• Exercise brief: The entries below must be copied exactly as they are.

• Data to process:
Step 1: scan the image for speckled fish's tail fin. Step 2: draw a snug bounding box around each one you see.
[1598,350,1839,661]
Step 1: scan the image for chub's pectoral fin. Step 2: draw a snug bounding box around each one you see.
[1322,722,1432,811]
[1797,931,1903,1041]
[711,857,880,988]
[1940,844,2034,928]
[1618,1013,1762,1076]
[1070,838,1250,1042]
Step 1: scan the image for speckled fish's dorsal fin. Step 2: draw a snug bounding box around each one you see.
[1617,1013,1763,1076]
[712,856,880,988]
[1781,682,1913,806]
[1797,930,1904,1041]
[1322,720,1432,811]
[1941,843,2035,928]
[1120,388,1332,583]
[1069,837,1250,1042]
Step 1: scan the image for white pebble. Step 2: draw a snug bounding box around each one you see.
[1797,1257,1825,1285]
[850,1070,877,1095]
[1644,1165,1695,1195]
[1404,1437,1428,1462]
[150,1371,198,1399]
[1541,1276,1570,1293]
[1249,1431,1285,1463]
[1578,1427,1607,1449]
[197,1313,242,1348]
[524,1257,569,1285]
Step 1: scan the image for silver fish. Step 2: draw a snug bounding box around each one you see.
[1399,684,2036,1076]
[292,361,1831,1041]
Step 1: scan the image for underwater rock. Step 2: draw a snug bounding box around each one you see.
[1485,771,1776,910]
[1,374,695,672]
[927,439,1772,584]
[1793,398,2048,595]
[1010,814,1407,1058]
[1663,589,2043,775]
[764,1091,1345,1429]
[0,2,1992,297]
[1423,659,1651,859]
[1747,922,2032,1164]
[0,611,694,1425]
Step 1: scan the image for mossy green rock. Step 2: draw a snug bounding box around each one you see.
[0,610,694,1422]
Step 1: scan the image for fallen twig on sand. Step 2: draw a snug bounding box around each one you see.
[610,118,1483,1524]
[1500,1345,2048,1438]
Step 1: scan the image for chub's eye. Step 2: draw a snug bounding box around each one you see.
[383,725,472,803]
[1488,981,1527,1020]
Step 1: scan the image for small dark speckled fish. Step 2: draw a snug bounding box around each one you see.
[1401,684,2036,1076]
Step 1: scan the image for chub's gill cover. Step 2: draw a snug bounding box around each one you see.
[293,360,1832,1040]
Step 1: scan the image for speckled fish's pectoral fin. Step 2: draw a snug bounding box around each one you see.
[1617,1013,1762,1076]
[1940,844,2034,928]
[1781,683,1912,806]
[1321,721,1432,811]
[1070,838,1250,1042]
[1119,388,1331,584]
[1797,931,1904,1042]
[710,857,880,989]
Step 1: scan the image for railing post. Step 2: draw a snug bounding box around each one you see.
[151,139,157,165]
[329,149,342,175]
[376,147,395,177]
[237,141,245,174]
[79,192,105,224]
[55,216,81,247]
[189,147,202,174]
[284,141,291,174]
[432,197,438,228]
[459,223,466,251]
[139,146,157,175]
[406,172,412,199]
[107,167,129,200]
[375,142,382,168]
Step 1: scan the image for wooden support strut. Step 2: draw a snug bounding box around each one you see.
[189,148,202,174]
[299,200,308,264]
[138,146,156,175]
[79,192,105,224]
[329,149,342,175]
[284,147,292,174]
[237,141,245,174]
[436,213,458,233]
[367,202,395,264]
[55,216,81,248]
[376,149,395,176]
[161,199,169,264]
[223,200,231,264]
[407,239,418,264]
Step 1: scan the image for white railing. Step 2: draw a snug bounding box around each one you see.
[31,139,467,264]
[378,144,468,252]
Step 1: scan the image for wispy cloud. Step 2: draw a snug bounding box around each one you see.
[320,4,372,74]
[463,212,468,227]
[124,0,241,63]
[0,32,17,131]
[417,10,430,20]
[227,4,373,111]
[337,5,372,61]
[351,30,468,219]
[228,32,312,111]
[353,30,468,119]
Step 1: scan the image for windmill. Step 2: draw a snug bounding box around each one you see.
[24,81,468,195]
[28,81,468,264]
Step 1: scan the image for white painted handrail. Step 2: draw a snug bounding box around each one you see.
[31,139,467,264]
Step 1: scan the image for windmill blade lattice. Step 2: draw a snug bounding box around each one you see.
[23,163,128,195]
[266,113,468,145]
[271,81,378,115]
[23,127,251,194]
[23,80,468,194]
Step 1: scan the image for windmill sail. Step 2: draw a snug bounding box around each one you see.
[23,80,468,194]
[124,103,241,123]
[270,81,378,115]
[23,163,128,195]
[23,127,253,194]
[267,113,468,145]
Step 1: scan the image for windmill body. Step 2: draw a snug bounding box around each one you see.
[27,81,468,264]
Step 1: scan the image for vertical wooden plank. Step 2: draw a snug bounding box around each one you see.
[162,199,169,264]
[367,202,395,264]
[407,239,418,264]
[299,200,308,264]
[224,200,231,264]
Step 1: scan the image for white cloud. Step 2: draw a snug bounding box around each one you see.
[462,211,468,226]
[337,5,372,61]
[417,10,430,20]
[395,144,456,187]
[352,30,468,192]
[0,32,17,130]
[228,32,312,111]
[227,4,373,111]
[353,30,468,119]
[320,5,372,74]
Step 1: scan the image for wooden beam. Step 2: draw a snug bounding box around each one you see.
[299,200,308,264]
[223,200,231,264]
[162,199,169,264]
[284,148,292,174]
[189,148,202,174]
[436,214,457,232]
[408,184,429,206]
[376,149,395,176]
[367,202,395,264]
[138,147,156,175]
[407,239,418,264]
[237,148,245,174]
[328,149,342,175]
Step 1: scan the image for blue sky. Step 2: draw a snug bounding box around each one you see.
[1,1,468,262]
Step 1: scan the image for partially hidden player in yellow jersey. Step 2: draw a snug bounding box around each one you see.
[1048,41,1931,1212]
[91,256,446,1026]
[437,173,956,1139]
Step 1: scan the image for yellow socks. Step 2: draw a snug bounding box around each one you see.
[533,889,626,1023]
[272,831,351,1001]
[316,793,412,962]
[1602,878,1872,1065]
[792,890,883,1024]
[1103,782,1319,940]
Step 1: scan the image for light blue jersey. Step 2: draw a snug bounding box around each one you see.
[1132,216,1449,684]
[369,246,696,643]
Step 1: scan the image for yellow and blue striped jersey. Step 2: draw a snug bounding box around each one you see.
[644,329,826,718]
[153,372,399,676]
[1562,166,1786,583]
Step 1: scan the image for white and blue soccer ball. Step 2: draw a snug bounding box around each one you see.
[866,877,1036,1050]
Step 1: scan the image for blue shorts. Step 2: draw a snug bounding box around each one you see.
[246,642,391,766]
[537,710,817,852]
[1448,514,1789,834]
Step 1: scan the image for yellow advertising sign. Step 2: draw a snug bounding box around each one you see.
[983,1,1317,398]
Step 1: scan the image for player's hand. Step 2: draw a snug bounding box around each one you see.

• Response below:
Step 1: scan the image for speckled fish's tail fin. Step 2: draw a snug bounding box around each one you see.
[1598,350,1839,661]
Step 1: scan the image for chub's pectoral fin. Step 2: draw a snug bounding box around each one you see.
[1322,722,1432,811]
[1797,931,1903,1041]
[711,857,880,988]
[1940,844,2034,928]
[1618,1013,1762,1076]
[1070,838,1250,1042]
Step 1: scan the image for speckled fish's dorsal fin. Step 2: draw a snug bounding box around each one you see.
[1617,1013,1763,1076]
[712,856,880,988]
[1781,682,1913,806]
[1797,930,1904,1041]
[1322,720,1432,811]
[1941,843,2035,928]
[1120,388,1332,583]
[1069,837,1250,1042]
Step 1: scan the image for white pebble. Step 2: draw a snug bounding box around each one you see.
[1797,1257,1825,1285]
[850,1070,877,1095]
[1644,1165,1695,1195]
[1404,1437,1428,1462]
[150,1371,198,1399]
[1541,1276,1570,1293]
[1249,1431,1285,1463]
[1578,1427,1607,1449]
[197,1313,242,1348]
[524,1257,569,1285]
Step 1: scan the image for silver fish. Step 2: draw a snug bounding box around each one you see.
[1399,684,2036,1076]
[292,361,1831,1041]
Step 1: scan the image for underwater rock. Step 2: draw a snug bounding box around each one you see.
[1485,771,1776,910]
[1,374,695,672]
[927,439,1772,584]
[1793,398,2048,595]
[1010,814,1407,1058]
[1663,589,2043,775]
[764,1091,1345,1429]
[0,2,1992,297]
[1423,659,1651,859]
[1747,922,2032,1164]
[0,611,694,1425]
Step 1: scan the image for mossy green rock. Step 2: draw a snug bounding box around each one you see.
[0,610,694,1422]
Step 1: scan the image for fallen twig on sand. Step 2: draw a snug bounding box around each one you see.
[610,118,1483,1524]
[1500,1345,2048,1438]
Step 1: scan the image for chub's eye. Step 2: draw a snug bounding box around each one you see.
[383,725,472,803]
[1488,981,1527,1020]
Step 1: scan the image for small dark speckled fish. Step 2: draw a snug bounding box around each one you see.
[1401,684,2036,1076]
Step 1: scan the image for chub's gill cover. Step 2: draw a snug bounding box around each one you see.
[293,360,1832,1040]
Step 1: scan the image for speckled fish's pectoral fin. Step 2: draw a snug bounding box around each one you see.
[1617,1013,1762,1076]
[1940,844,2034,928]
[1781,683,1912,806]
[1321,721,1432,811]
[1070,838,1250,1042]
[1119,388,1331,584]
[1797,931,1904,1042]
[710,857,880,989]
Step 1: scan the image for railing post. Step 2: draw a snug bounding box around each one you see.
[151,139,157,165]
[329,149,342,175]
[376,147,395,177]
[237,141,245,174]
[79,192,105,224]
[55,216,81,247]
[189,147,202,174]
[284,141,291,174]
[432,197,438,228]
[459,223,466,251]
[139,146,157,175]
[406,172,412,199]
[107,167,129,200]
[375,142,382,168]
Step 1: scan the image for wooden support strut. Step 2: draw a snug bounding box around each one you see.
[189,148,202,174]
[299,200,308,264]
[138,146,156,175]
[79,192,105,224]
[329,149,342,175]
[284,147,292,174]
[237,141,245,174]
[436,213,458,233]
[367,202,395,264]
[55,216,81,248]
[376,149,395,176]
[161,199,169,264]
[223,200,231,264]
[407,239,418,264]
Step 1: scan the image for white railing. Step 2: draw a snug bounding box around each one you see.
[31,139,467,264]
[378,144,468,252]
Step 1: scan the image for wispy cloud. Step 2: draw a snug bounding box around each one you see.
[320,4,372,74]
[463,212,468,227]
[124,0,241,63]
[0,32,17,131]
[417,10,430,20]
[227,4,373,111]
[337,5,372,61]
[351,30,468,219]
[228,32,312,111]
[353,30,468,119]
Step 1: scan the image for windmill. Step 2: draw a snug bounding box around each one you see.
[24,81,468,195]
[28,81,468,264]
Step 1: scan the image for white painted handrail. Step 2: draw a snug bounding box around each one you see.
[31,139,467,264]
Step 1: scan the image for windmill blade lattice. Step 2: draw a snug bounding box around each one you see.
[23,163,128,195]
[266,113,468,145]
[271,81,378,115]
[23,127,251,194]
[23,80,468,194]
Step 1: scan the image for windmill sail. Step 2: draw a snug bounding box around each one you see.
[23,80,468,194]
[124,103,241,123]
[270,81,378,115]
[23,163,128,195]
[23,127,253,194]
[267,113,468,145]
Step 1: scan the image for windmill body. Step 2: draw a snug bounding box around each one you see.
[27,81,468,264]
Step 1: scan the image for vertical wooden plank. Step 2: draw a snug bounding box around each one you see.
[162,199,169,264]
[367,202,395,264]
[407,239,418,264]
[299,200,308,264]
[224,200,231,264]
Step 1: scan the image for white cloud. Step 2: draw a snug bounding box around each one you see.
[462,211,468,226]
[337,5,372,61]
[417,10,430,20]
[395,144,456,187]
[352,30,468,192]
[0,32,17,130]
[228,32,312,111]
[227,4,373,111]
[353,30,468,119]
[320,5,372,74]
Step 1: scan the image for wooden beam. Step 2: draw a snug bounding box around each one you see.
[299,200,308,264]
[223,200,231,264]
[162,199,169,264]
[284,148,292,174]
[189,148,202,174]
[436,214,457,232]
[408,184,429,206]
[376,149,395,176]
[367,202,395,264]
[138,147,156,175]
[407,239,418,264]
[237,148,245,174]
[328,149,342,175]
Step 1: scan the image for blue sky. Step 2: draw a snug bounding box around each one you see.
[1,1,468,262]
Step 1: scan the image for partially hidden player in yellow jersey. Step 2: draw a snug bounding box around each one you see.
[1048,41,1931,1212]
[91,256,446,1026]
[437,173,956,1139]
Step 1: scan the image for yellow socks. Step 2: draw a snug bounding box around each one you see.
[533,889,626,1023]
[272,831,351,1001]
[316,793,412,962]
[1602,878,1872,1065]
[792,890,883,1024]
[1103,782,1319,940]
Step 1: scan the image for light blue jersey. Step 2: draw a snug bounding box around each one you see.
[1132,216,1449,684]
[369,246,696,643]
Step 1: scan the image for yellow and blue striped jersey. Step 2: draw a snug bounding box around each one you see.
[644,329,826,718]
[153,372,399,676]
[1562,166,1786,583]
Step 1: scan the image for white and blue soccer ball. Step 2: draw a snug bounding box around each one you see.
[866,877,1036,1050]
Step 1: scan the image for blue shorts. Step 2: draw a snug bounding box around each one you see.
[246,642,391,766]
[537,710,817,852]
[1448,514,1789,834]
Step 1: scan the image for yellow advertising sign. Step 2: draw a snug bounding box around each one you see.
[983,1,1317,398]
Step 1: scan the image for player's hand. Step 2: draw a snug bounding box around each one you see.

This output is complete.